• Passage provided

▬▬▬

France goes for gold

June 15, 2001

Reforms to France's education system have encouraged the country to set its sights on taking the sporting lead in Europe.

Jack Lang, education minister, and Marie-George Buffet, minister for youth and sports, have announced plans to increase the importance of physical education and sports in higher education, and strengthen training programmes for those wanting to specialise in sports-related careers.

Tertiary studies connected with physical education and sports are increasingly in demand. The numbers of university students taking such courses at levels from the initial two-year diploma to doctorate have risen from 16,000 in 1993-94 to more than 45,000 this year.

Ten specialised post-masters sports-related degrees - such as applied biology and psychology in coaching and sports performance - have been created since 1999.

The reforms will allow baccalauréat candidates to choose two activities from about 20 - a list that can be adapted in some areas to include skiing in the Alps or pelota in the Basque country.

▬▬▬

• Data records

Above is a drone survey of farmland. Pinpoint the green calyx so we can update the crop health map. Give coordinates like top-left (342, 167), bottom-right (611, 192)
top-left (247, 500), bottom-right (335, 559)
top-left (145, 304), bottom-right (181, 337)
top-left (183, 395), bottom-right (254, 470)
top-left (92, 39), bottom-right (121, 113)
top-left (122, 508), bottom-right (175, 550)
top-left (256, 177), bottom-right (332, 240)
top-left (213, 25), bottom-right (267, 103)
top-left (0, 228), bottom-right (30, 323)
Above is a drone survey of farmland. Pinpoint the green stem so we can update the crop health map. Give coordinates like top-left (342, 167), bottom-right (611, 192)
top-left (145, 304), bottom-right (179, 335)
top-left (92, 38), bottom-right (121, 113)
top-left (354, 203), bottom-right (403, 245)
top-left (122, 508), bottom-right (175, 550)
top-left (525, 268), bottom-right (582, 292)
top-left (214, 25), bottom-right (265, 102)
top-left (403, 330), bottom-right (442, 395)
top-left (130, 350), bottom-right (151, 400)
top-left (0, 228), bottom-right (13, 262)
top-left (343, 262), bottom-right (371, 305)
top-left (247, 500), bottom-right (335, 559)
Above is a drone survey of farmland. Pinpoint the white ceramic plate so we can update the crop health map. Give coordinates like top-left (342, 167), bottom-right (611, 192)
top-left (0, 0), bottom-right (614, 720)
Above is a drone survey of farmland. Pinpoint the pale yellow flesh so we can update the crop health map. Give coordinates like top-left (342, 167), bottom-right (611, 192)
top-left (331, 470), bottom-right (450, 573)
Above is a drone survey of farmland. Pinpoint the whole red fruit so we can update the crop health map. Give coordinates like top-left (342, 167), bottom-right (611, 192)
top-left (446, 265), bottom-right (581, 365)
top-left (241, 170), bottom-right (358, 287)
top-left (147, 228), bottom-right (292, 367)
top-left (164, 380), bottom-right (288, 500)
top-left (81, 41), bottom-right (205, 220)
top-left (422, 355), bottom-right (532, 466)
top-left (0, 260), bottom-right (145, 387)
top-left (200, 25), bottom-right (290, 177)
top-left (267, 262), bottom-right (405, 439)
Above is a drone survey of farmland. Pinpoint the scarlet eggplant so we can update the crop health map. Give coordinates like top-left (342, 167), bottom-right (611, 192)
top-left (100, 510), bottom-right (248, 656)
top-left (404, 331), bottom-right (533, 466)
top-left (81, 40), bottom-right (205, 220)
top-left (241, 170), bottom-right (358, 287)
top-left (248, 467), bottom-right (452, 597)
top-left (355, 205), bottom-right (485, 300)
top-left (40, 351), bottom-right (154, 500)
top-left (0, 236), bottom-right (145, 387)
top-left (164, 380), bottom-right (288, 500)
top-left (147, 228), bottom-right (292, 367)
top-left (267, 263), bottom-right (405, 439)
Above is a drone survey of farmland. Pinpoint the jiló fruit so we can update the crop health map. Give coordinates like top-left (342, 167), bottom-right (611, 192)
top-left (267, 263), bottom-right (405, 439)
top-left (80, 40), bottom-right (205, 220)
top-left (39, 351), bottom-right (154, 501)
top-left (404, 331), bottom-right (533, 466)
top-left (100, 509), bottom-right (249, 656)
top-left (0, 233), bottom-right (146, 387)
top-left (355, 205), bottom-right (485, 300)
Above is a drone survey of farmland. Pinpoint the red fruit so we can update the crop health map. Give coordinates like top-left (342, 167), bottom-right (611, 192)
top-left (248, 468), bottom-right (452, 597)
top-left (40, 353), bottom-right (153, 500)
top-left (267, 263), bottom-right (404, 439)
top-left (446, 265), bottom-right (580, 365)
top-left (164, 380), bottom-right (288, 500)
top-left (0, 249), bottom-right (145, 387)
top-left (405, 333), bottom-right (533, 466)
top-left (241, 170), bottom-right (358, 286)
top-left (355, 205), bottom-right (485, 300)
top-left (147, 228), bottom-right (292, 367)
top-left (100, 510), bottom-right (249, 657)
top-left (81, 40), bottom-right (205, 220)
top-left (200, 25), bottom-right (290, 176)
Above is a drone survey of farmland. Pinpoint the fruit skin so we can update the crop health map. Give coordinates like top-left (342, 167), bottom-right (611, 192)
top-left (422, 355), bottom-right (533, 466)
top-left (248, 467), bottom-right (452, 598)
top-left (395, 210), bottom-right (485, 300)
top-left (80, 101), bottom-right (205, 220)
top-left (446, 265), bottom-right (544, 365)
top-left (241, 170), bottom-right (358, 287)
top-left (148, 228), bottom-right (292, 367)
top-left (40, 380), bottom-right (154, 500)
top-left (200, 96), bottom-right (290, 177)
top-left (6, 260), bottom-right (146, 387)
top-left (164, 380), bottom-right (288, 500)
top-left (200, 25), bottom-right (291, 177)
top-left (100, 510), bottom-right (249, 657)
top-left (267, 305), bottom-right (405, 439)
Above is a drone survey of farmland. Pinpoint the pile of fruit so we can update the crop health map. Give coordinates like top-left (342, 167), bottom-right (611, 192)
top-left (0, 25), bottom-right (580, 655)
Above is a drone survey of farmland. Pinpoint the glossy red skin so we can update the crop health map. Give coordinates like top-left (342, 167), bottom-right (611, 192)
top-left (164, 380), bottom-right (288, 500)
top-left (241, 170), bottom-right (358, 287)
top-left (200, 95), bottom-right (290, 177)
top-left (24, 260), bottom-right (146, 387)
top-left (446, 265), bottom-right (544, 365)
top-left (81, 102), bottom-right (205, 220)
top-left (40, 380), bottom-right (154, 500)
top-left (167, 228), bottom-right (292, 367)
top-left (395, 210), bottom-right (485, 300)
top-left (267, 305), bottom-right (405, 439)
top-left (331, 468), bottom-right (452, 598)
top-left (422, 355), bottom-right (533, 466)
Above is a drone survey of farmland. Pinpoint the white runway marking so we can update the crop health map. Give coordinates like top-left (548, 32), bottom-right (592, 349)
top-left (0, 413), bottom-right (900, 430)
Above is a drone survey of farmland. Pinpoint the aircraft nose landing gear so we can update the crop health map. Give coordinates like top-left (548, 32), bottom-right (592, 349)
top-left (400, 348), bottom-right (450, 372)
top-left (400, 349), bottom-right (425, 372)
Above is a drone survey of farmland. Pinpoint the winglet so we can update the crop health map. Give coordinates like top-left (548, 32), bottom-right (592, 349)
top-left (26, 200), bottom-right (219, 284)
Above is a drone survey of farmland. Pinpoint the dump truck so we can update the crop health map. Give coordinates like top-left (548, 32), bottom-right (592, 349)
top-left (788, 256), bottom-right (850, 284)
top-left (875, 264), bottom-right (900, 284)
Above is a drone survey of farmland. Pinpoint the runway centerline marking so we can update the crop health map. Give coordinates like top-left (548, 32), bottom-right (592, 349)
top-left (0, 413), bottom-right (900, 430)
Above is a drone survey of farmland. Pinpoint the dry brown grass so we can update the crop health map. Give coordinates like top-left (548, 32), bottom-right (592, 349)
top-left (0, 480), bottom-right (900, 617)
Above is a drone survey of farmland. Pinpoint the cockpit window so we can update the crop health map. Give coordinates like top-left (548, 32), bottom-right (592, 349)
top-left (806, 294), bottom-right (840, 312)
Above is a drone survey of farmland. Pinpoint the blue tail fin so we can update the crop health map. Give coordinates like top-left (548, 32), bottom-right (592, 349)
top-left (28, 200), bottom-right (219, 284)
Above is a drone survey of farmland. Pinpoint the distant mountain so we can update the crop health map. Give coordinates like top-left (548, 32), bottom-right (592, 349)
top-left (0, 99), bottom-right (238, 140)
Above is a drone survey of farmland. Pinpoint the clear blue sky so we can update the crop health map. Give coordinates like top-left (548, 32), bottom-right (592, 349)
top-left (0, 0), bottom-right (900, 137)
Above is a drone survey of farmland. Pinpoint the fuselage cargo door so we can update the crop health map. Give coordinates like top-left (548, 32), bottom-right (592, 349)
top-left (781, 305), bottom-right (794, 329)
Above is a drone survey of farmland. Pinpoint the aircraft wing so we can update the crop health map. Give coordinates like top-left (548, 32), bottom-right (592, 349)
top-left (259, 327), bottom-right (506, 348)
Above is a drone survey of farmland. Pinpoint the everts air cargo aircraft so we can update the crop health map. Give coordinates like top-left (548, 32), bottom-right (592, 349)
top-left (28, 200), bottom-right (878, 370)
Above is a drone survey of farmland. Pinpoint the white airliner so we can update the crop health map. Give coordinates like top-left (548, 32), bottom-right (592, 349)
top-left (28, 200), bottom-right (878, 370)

▬▬▬

• Work order 1
Translate this sentence from the article on France's sports education reforms into Spanish: "Reforms to France's education system have encouraged the country to set its sights on taking the sporting lead in Europe."
• Work order 2
Rewrite the article on France's sports education reforms from "Reforms to France's" to "45,000 this year.", putting "more and more" in place of "increasingly".
• Work order 3
Write the next part of the article on France's sports education reforms, picking up after its final sentence.

• Expected output 1
Las reformas del sistema educativo de Francia han animado al país a fijarse como meta asumir el liderazgo deportivo en Europa.

• Expected output 2
Reforms to France's education system have encouraged the country to set its sights on taking the sporting lead in Europe.

Jack Lang, education minister, and Marie-George Buffet, minister for youth and sports, have announced plans to increase the importance of physical education and sports in higher education, and strengthen training programmes for those wanting to specialise in sports-related careers.

Tertiary studies connected with physical education and sports are more and more in demand. The numbers of university students taking such courses at levels from the initial two-year diploma to doctorate have risen from 16,000 in 1993-94 to more than 45,000 this year.

• Expected output 3
Links between schools and national sporting associations will be strengthened.

A physical education and sports department is to be set up in an école normale supérieure - a grande école that specialises in high-level teacher training and research.

Mr Lang said that this department would "permit France to recover the international influence it had at the beginning of the last century" when "the French method was the European example in the field".

It could become "the great European centre of physical education and sports which is currently lacking", he said.